Goal = Produce an exact transcription of the listing below, omitting the pictures.

Named-object pointing records =
--------------------------------

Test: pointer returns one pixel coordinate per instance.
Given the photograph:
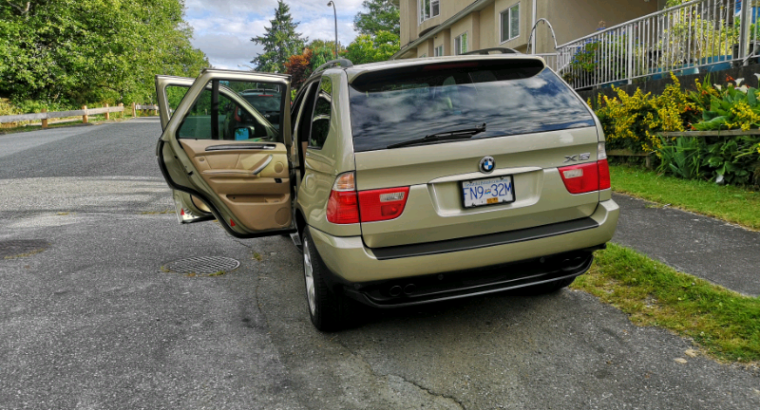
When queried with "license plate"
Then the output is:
(490, 191)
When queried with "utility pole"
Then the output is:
(336, 27)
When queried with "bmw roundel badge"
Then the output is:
(487, 165)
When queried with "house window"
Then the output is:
(429, 9)
(460, 44)
(510, 23)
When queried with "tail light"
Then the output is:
(382, 204)
(343, 205)
(347, 206)
(594, 176)
(604, 168)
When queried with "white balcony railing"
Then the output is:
(699, 36)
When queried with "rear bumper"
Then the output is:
(354, 264)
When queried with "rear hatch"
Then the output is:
(519, 123)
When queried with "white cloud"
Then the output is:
(223, 28)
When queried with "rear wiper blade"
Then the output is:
(465, 133)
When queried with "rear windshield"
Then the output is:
(510, 97)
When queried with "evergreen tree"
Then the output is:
(280, 41)
(382, 15)
(66, 53)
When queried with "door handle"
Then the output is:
(263, 165)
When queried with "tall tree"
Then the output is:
(299, 67)
(280, 41)
(381, 15)
(365, 49)
(73, 52)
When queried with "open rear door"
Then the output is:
(222, 156)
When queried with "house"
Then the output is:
(432, 28)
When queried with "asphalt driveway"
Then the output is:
(88, 319)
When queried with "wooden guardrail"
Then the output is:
(85, 112)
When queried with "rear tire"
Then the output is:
(550, 287)
(329, 309)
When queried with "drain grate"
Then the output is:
(22, 247)
(203, 264)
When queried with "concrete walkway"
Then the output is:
(709, 248)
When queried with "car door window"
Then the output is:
(174, 95)
(320, 121)
(236, 111)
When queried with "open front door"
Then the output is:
(224, 149)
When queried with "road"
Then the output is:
(89, 320)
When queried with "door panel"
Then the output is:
(240, 174)
(251, 179)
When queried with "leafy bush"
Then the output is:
(634, 122)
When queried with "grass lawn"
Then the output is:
(732, 204)
(724, 323)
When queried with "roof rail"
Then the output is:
(486, 51)
(341, 62)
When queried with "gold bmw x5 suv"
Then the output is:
(403, 182)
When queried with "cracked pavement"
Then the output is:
(92, 322)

--------------------------------

Task response =
Test: pointer returns one pixel coordinate per instance.
Given the photograph:
When queried with "license plate"
Then the output is:
(490, 191)
When queried with "utility pole"
Then the output is:
(336, 27)
When queried with "bmw roundel badge"
Then the output is:
(487, 165)
When queried with "house window"
Then the output is:
(429, 9)
(460, 44)
(510, 23)
When queried with "tail light"
Then the output is:
(382, 204)
(343, 205)
(347, 206)
(594, 176)
(604, 168)
When queried with "white balcony railing"
Then the output is:
(699, 36)
When queried with "rear bumper"
Then the output is:
(354, 264)
When queried with "rear hatch"
Then the output is:
(519, 123)
When queried with "white cloud"
Then the output is:
(223, 28)
When queried with "rear wiper blade"
Then the output is:
(465, 133)
When queried with "rear windshield"
Then the output is:
(510, 97)
When queried with "evergreen tree"
Then the output is:
(280, 41)
(382, 15)
(66, 53)
When queried with "door handle"
Then the output is:
(263, 165)
When queried with "tall tree"
Then the output is:
(299, 67)
(280, 41)
(381, 15)
(365, 49)
(73, 52)
When queried with "open rear door"
Then the output is:
(222, 156)
When queried with "house"
Then the output is:
(432, 28)
When queried with "asphalt driveway"
Then the output is:
(88, 319)
When queried with "wooden guardrail"
Then the output is:
(85, 112)
When queried with "rear tire"
Then the output is:
(550, 287)
(329, 309)
When queried with "drain grate"
Then the output is:
(22, 247)
(203, 264)
When queried with "concrete walkway"
Then the output is:
(709, 248)
When queried with "car door window"
Then the output is:
(174, 95)
(320, 121)
(236, 111)
When queried with "open front door"
Then the output is:
(224, 149)
When queried with "road"
Then the output is:
(89, 320)
When queried with "door panel"
Then the output is:
(240, 174)
(251, 179)
When queried with "leafy bush"
Then the output is:
(634, 122)
When queried with "grass lawn"
Then the output is:
(732, 204)
(724, 323)
When queried with "roof rail"
Then the output is:
(486, 51)
(341, 62)
When queried with "gold bmw x5 suv"
Then the output is:
(403, 182)
When queried with "cracked pavement"
Then the output is:
(92, 322)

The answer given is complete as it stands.